> _Data extract_:

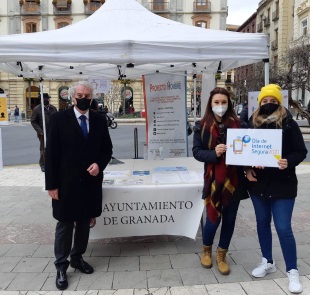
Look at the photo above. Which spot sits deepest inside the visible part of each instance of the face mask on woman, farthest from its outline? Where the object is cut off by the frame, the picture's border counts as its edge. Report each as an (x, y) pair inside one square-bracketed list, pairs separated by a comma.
[(268, 108), (219, 110)]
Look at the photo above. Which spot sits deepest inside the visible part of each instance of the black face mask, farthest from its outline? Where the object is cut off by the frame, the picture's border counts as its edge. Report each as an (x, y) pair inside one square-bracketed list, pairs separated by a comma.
[(268, 109), (83, 103)]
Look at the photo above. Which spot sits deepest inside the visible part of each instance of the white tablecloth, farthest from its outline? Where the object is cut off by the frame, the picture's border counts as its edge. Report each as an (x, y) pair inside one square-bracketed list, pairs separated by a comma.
[(148, 208)]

> _What you should do_: Transcribe every one of the records above word for word, leaving out the pictures.

> _Reply_:
Look at the photo above. Which spot sits deepest inside the visible part of each instance of the face mask on woman, farthest from its outline? Where the object is cut off by the frame, the picture's border counts as its edge. Report each as an (x, y) pair inside one square-bracketed list, pairs separated by a comma.
[(268, 108), (219, 110)]
Look at the photo above. Which spot sits deepest inside the visible part of each instance of the black face mask, farthest from its outline? Where the object is cut off by the frame, the picture's border counts as its edge. Report each as an (x, y) pair inside one square-bracketed list, pairs separated by a comma.
[(268, 109), (83, 103)]
Look at the photo above. Which spot sits deepest inside the visible part of each instance of the white tablecloth, farthest from its outline? Where the object is cut off by the frame, the picture's border counts as its edge. Report each as an (x, y) pair inside one square-bracketed list, pairs separated by a comma.
[(148, 208)]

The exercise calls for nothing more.